━━━ Sağlanan metin ━━━
27 Şubat 2007 Salı

| Korku pazarlaması!

“Siyasetten anlamadığımı daha önce de belirtmiştim, ancak bir pazarlama profesyoneli olarak çok iyi bildiğim bir şey varsa o da insanların parasını almanın en kolay yolunun onları korkutmak olduğudur.”


“Bunun en basiti de haydutluk. Adamın kafasına silahı dayayıp ‘Paran mı, canın mı?’ diye sorduğunuzda cevap neredeyse kesindir. Global haydutluk günümüz iş ve politika dünyasında tekrar baskın unsur olma yolundadır, başka konu ama bildiğimiz ticarette de korku pazarlaması çok önemli bir yere sahiptir. Amansız bir hastalığa düştünüz ve tedavi gücünüzü aşıyorsa; sınırlarını olabildiğince zorlarsınız. Medikal alandaki alım satımlarda kafadaki değer denklemi diğer alımlardakinden farklı kurulur, çünkü arka planda ölüm, hastalık vb ‘korku’ vardır. Tıp kârlı bir sektördür.”
━━━ İşlenecek malzeme ━━━
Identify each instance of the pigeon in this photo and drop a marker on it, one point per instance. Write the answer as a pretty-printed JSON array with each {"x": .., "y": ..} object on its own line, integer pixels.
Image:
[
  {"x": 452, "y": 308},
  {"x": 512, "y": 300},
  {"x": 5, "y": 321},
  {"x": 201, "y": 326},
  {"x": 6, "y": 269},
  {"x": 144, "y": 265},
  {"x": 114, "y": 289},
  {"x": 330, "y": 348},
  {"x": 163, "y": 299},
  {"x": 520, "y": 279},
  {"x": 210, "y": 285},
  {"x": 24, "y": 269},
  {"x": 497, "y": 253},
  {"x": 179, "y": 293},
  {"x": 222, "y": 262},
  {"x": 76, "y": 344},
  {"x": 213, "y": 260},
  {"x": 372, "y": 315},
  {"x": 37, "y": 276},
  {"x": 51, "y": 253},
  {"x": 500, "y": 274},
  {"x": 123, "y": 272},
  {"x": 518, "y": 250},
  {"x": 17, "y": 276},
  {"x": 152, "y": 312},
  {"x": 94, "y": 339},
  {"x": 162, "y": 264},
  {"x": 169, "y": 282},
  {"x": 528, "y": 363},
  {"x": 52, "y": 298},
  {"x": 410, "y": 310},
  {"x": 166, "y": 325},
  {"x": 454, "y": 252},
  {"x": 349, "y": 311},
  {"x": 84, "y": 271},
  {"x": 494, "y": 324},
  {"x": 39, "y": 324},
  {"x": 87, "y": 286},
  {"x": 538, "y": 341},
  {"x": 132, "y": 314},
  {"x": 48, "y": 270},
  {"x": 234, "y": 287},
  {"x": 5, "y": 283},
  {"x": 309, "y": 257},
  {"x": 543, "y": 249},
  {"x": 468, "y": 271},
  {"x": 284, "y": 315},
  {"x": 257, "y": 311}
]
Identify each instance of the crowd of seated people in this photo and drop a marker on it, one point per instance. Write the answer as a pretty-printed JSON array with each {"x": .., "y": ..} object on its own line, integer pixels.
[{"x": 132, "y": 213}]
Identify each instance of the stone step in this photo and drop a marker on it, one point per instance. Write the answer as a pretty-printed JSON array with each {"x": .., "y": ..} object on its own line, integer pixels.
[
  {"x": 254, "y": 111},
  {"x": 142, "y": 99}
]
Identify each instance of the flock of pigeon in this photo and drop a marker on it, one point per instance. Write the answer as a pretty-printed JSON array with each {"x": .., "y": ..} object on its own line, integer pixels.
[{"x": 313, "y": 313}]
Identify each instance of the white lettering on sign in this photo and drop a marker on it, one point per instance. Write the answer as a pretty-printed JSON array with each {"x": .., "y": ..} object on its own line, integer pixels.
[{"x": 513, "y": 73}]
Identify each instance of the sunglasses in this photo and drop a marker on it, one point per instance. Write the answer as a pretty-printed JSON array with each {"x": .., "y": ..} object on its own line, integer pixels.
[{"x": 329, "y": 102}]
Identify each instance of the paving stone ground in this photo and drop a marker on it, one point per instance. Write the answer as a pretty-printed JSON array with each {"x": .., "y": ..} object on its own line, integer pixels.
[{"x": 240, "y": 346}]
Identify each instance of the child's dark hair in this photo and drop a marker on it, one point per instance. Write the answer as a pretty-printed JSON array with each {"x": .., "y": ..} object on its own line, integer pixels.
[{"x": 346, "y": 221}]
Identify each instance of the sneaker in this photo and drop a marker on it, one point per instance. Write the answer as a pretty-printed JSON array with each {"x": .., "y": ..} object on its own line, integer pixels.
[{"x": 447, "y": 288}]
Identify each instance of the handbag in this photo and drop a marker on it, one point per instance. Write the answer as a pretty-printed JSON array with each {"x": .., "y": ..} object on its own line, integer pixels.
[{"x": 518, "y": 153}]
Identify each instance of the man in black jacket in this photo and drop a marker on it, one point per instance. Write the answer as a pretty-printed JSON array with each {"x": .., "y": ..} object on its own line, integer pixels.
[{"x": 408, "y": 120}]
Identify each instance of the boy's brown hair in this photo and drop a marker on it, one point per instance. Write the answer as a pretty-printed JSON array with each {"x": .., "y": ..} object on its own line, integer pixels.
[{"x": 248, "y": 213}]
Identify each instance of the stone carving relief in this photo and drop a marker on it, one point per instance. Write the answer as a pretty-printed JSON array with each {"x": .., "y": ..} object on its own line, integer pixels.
━━━
Yazılı talep 1:
Korku pazarlaması yazısına göre aşağıdaki soruları yanıtlayınız.
(a) Yazı hangi tarihi taşımaktadır?
(b) Yazara göre insanların parasını almanın en kolay yolu nedir?
(c) Metinde kârlı bir sektör olarak nitelenen alan hangisidir?
Yazılı talep 2:
Girdilerde "pigeon" dizgesini içeren bütün satırları ayıklayınız.

Görev yanıtı 1:
(a) 27 Şubat 2007 Salı.
(b) Onları korkutmak.
(c) Tıp.

Görev yanıtı 2:
Identify each instance of the pigeon in this photo and drop a marker on it, one point per instance. Write the answer as a pretty-printed JSON array with each {"x": .., "y": ..} object on its own line, integer pixels.
Identify each instance of the flock of pigeon in this photo and drop a marker on it, one point per instance. Write the answer as a pretty-printed JSON array with each {"x": .., "y": ..} object on its own line, integer pixels.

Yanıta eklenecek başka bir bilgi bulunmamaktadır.